§ BRANO DA LEGGERE
——
La copertina, che fa pensare più che altro alla disco dance anni Ottanta, non invita all’acquisto ma, superata qualche perplessità iniziale, rimarrete piacevolmente stupiti ascoltando i contenuti musicali di questo album che inneggia alla follia, mescolando in maniera allegra e beffarda elementi di folk, musica antica, prog ed un pizzico di fusion. Il nome del progetto si ispira alle medievali “fêtes des fous”, occasioni di divertimento durante le quali venivano occupate le sedi episcopali da falsi sacerdoti che, insigniti del titolo di “vescovi dei folli”, davano vita a cerimonie bizzarre intonando canzoni dissacranti.
L’idea è di Laurent Varcambre (canto, chitarra acustica, violino, mandolino, tastiere), artista poliedrico e dotato che molti di voi ricorderanno sicuramente con i più famosi Malicorne e La Chifonnie, al quale si unisce un gruppo di musicisti davvero interessante, il cui numero varia da un minimo di otto dal vivo ad un massimo di 12 in questo primo ed unico album. Troviamo nella compagnia tre importanti dame del folk francese che assieme intrecciano i loro canti: Emmanuelle Parrenin (che suona anche la spinetta, la ghironda e l’arpa), Evelyne, meglio conosciuta come Beline, Girardon del gruppo La Bamboche e Valérie Terrell degli Equinoxe. Troviamo poi il bassista Gerard Lavigne, fondatore dei Gentiane e membro dei Lyonesse, il batterista Jean-François Leroi, Jean-Yves Lacombe al violoncello, contrabbasso e tuba, Patrick Le Mercier alla chitarra acustica ed elettrica e alle tastiere, Pierrot Ganem (voce e trombone), Serge Desaunay (fisarmonica), Jacky Bardot (voce) e Hughes De Courson (che tra l’altro sarebbe l’ideatore del monicker), anch’egli proveniente dai Malicorne, al flauto a becco e al trombone. Senza soffermarci sui dettagli noterete che questa assortita combriccola di musicisti non passa davvero inosservata a chi ha un minimo di dimestichezza con il folk francese.
——
§ ELENCO
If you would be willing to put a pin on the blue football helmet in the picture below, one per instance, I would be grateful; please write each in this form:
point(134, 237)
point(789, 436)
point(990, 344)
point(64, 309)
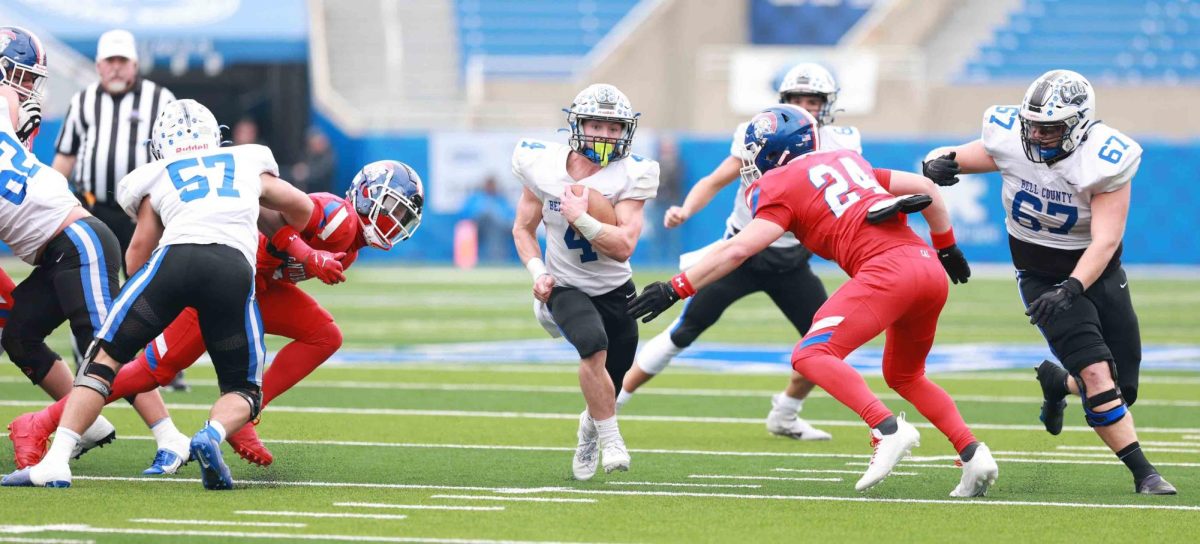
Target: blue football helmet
point(23, 63)
point(775, 137)
point(388, 196)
——
§ OBIETTIVO DEL COMPITO
Copia senza modifiche la parte della recensione dell'album che inizia con "La copertina, che" e termina con "intonando canzoni dissacranti.".

§ RISULTATO FINALE
La copertina, che fa pensare più che altro alla disco dance anni Ottanta, non invita all’acquisto ma, superata qualche perplessità iniziale, rimarrete piacevolmente stupiti ascoltando i contenuti musicali di questo album che inneggia alla follia, mescolando in maniera allegra e beffarda elementi di folk, musica antica, prog ed un pizzico di fusion. Il nome del progetto si ispira alle medievali “fêtes des fous”, occasioni di divertimento durante le quali venivano occupate le sedi episcopali da falsi sacerdoti che, insigniti del titolo di “vescovi dei folli”, davano vita a cerimonie bizzarre intonando canzoni dissacranti.